— Task details —
Write out all entries word for word.

-- START Data for this task --

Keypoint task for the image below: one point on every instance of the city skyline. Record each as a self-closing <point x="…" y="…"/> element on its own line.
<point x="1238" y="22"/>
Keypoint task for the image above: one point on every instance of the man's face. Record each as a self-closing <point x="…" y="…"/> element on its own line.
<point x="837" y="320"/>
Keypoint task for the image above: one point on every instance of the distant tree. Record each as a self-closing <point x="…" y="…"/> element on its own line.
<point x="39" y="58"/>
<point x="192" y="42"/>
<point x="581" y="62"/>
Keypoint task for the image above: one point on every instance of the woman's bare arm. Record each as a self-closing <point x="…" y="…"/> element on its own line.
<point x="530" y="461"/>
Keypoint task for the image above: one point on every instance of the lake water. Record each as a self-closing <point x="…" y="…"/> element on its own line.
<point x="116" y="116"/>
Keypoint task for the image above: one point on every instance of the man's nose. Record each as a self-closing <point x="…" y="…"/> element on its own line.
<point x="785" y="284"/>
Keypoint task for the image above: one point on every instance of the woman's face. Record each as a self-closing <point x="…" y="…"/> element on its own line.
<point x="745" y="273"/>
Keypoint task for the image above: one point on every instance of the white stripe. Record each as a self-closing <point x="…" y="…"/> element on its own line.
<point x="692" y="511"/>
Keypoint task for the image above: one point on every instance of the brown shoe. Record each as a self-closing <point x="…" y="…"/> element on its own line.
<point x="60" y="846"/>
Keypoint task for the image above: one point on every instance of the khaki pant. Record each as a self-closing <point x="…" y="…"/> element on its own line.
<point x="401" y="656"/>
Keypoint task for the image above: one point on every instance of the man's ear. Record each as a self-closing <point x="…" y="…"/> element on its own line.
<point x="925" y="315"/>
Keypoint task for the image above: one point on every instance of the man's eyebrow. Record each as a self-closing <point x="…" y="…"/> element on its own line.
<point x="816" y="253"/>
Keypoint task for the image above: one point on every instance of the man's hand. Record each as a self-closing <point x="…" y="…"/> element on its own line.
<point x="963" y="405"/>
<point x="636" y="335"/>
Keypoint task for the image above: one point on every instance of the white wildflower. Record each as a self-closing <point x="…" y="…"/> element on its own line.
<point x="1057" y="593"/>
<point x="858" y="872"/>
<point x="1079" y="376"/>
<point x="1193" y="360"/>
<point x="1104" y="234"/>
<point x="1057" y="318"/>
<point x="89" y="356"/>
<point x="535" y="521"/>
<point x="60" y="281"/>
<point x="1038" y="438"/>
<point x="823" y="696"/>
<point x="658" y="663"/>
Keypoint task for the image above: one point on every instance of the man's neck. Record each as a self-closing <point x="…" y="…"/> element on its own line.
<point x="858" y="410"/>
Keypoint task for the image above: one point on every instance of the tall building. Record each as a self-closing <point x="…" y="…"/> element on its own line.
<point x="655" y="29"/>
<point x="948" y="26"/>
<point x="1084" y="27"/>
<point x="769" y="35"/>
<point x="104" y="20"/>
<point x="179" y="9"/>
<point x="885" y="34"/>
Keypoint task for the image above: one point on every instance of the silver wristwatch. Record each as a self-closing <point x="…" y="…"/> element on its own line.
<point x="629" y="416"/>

-- END Data for this task --

— Response to the exercise —
Keypoint task for the image below: one point on every instance of the city skyline. Record each as a self-closing <point x="…" y="…"/> element on its own line.
<point x="1238" y="22"/>
Keypoint task for the image above: one point on every instance of the man's face. Record each as a self-closing <point x="…" y="…"/> element on its own line.
<point x="837" y="320"/>
Keypoint task for the image above: one point on every instance of the distant tree. Record each as a self-closing <point x="…" y="…"/> element on its own line.
<point x="39" y="58"/>
<point x="192" y="42"/>
<point x="581" y="62"/>
Keypoint task for the image above: one point on every instance of the woman's bare arm. Record each as a self-closing <point x="…" y="…"/> element on its own line.
<point x="530" y="461"/>
Keypoint task for the image above: one point on every instance of the lake water. Record each as a self-closing <point x="…" y="…"/> element on its own line.
<point x="116" y="116"/>
Keypoint task for the image above: one point on every instance of the man's nose. Record each as a self-closing <point x="…" y="…"/> element on its own line.
<point x="785" y="284"/>
Keypoint task for the image above: one point on every instance of the woman's face. Record each as a self-closing <point x="…" y="…"/> element on its own line.
<point x="745" y="273"/>
Keypoint task for the image above: one point on every instance of the white stripe. Record each as a self-closing <point x="…" y="…"/> element on its own line.
<point x="692" y="511"/>
Keypoint task for the image above: one point on every instance of the brown shoe. Record each as a self-closing <point x="…" y="…"/> element on its own line.
<point x="60" y="846"/>
Keypoint task for the image above: one point on every instance of the khaki pant. Record each as a self-closing <point x="…" y="…"/> element on its own line.
<point x="401" y="656"/>
Keypoint task for the image above: one point on every instance of the man's ear. Record each as a self-closing <point x="…" y="…"/> element on its own line.
<point x="925" y="315"/>
Keypoint task for the image above: one point on every instance of the man's eyebrow. Record each as a self-closing <point x="…" y="…"/> element on its own line.
<point x="816" y="253"/>
Keypoint task for the image above: one point on every instance of the man's hand. Record each as a self-closing <point x="…" y="…"/> element on its own line.
<point x="963" y="405"/>
<point x="636" y="335"/>
Keypoint task for the image above: one point on every instance of the white wildflower. Record each as a self-closing <point x="…" y="…"/> element on its own line.
<point x="1057" y="593"/>
<point x="858" y="872"/>
<point x="1079" y="376"/>
<point x="1193" y="360"/>
<point x="1104" y="234"/>
<point x="1057" y="318"/>
<point x="89" y="356"/>
<point x="535" y="521"/>
<point x="60" y="281"/>
<point x="1038" y="438"/>
<point x="823" y="696"/>
<point x="658" y="663"/>
Keypoint task for the image above: one point on every instance of the man's neck. Record each as a self-closing <point x="…" y="…"/> element on its own line.
<point x="858" y="410"/>
Keypoint task for the image above: one point on every instance of the tall building. Record each as a self-closing <point x="…" y="…"/> element on its own line.
<point x="655" y="29"/>
<point x="948" y="26"/>
<point x="1084" y="27"/>
<point x="769" y="35"/>
<point x="104" y="20"/>
<point x="179" y="9"/>
<point x="885" y="34"/>
Keypoint task for the image above: one point on every instance of the silver wristwatch. Record each as a self-closing <point x="…" y="…"/> element on its own line.
<point x="629" y="416"/>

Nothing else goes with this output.